**Goal:**
Repeat the records below exactly as they appear.

## Start Rows

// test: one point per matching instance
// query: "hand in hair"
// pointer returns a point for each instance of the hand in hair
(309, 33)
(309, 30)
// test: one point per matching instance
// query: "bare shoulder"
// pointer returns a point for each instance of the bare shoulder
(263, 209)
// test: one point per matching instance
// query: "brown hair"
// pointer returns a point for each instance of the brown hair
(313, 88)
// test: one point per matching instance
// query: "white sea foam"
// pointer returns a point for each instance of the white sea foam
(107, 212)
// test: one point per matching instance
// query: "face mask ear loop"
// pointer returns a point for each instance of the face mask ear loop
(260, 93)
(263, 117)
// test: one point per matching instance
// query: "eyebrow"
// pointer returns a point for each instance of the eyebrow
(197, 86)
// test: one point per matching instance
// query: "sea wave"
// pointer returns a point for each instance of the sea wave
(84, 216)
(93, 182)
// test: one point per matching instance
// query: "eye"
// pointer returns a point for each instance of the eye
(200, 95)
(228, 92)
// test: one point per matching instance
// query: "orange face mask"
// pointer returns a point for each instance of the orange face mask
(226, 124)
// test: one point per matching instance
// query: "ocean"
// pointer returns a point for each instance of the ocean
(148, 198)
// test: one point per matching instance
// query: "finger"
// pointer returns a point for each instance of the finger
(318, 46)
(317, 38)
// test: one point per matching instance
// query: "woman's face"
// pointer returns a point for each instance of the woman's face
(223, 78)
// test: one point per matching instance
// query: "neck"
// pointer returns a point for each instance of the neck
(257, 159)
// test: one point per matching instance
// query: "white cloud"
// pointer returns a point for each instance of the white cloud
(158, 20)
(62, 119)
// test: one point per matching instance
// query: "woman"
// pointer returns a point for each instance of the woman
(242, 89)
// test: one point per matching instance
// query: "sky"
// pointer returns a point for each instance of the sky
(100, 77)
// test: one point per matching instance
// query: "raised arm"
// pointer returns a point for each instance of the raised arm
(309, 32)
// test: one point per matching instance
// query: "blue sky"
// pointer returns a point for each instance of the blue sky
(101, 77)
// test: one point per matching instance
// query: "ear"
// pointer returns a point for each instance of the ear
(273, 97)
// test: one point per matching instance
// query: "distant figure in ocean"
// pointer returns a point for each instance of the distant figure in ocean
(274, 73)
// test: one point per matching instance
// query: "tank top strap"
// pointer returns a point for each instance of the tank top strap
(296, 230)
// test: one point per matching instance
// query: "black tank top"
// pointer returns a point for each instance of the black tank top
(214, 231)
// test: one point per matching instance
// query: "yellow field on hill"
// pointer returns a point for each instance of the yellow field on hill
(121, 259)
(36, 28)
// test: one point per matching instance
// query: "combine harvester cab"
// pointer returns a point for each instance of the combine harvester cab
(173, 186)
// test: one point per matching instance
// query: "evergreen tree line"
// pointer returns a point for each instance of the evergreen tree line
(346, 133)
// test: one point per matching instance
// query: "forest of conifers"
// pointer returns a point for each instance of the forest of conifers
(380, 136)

## End Rows

**Written response:**
// test: one point per matching instance
// query: "hand in hair"
// pointer returns a point for each instance of the hand in hair
(309, 33)
(309, 30)
// test: one point per matching instance
// query: "bare shoulder"
// pointer returns a point for each instance of the bare shoulder
(263, 209)
// test: one point per matching instance
// query: "brown hair"
// pointer returns a point for each instance of the brown hair
(313, 88)
// test: one point per matching instance
// query: "white sea foam"
// pointer returns a point for each instance of the white sea foam
(107, 212)
// test: one point per matching instance
// query: "face mask ear loop"
// pointer returns a point for each instance of the face mask ear loop
(260, 93)
(263, 117)
// test: one point per matching instance
// query: "eyebrow"
// pointer returns a point for each instance of the eyebrow
(197, 86)
// test: one point per matching instance
// query: "sea wave"
// pointer returns a point for each instance of the sea wave
(84, 216)
(93, 182)
// test: one point per matching instance
// query: "eye"
// pointer returns a point for each instance of the eye
(200, 95)
(228, 92)
// test: one point per matching instance
// query: "orange face mask"
// pointer returns a point for each instance of the orange face mask
(226, 124)
// test: one point per matching instance
// query: "ocean"
// pointer returns a point for each instance of the ocean
(148, 198)
// test: one point per matching instance
// query: "finger"
// pointer returns a point for each instance of the finger
(318, 46)
(317, 38)
// test: one point per matching instance
// query: "woman's face"
// pointer returns a point for each instance of the woman's face
(223, 78)
// test: one point per matching instance
// query: "neck"
// pointer returns a point for each instance of the neck
(257, 159)
// test: one point per matching instance
// query: "white cloud"
// pointer returns a point for each instance of the white cloud
(158, 20)
(62, 119)
// test: one point per matching instance
// query: "woman"
// pointer returns a point for each instance of the woman
(242, 89)
// test: one point per matching instance
// query: "sky"
// pointer returns a point for each instance of the sky
(100, 77)
// test: one point per matching instance
// query: "raised arm"
// pointer returns a point for each instance of the raised arm
(309, 32)
// test: one point per matching instance
// query: "blue sky"
// pointer returns a point for each instance of the blue sky
(101, 77)
// test: one point per matching instance
// query: "ear"
// pointer returns a point for each instance of the ear
(273, 97)
// test: one point per matching instance
// query: "distant figure in ocean"
// pointer returns a point for each instance of the distant figure in ocean
(274, 73)
// test: one point per matching instance
// query: "tank top strap"
// pointer returns a point for each instance of the tank top strap
(296, 230)
// test: one point per matching instance
// query: "black tank top"
// pointer returns a point for each instance of the black tank top
(214, 231)
// test: one point per matching instance
// query: "yellow field on hill"
// pointer returns a point for each instance of the yellow field on hill
(121, 259)
(36, 28)
// test: one point per matching instance
// query: "combine harvester cab"
// pointer returns a point for each instance of the combine harvester cab
(173, 186)
// test: one point per matching instance
// query: "evergreen tree line"
// pointer returns a point for each instance of the evergreen tree line
(346, 133)
// test: one point per matching instance
// query: "forest of conifers"
// pointer returns a point for each instance of the forest of conifers
(380, 136)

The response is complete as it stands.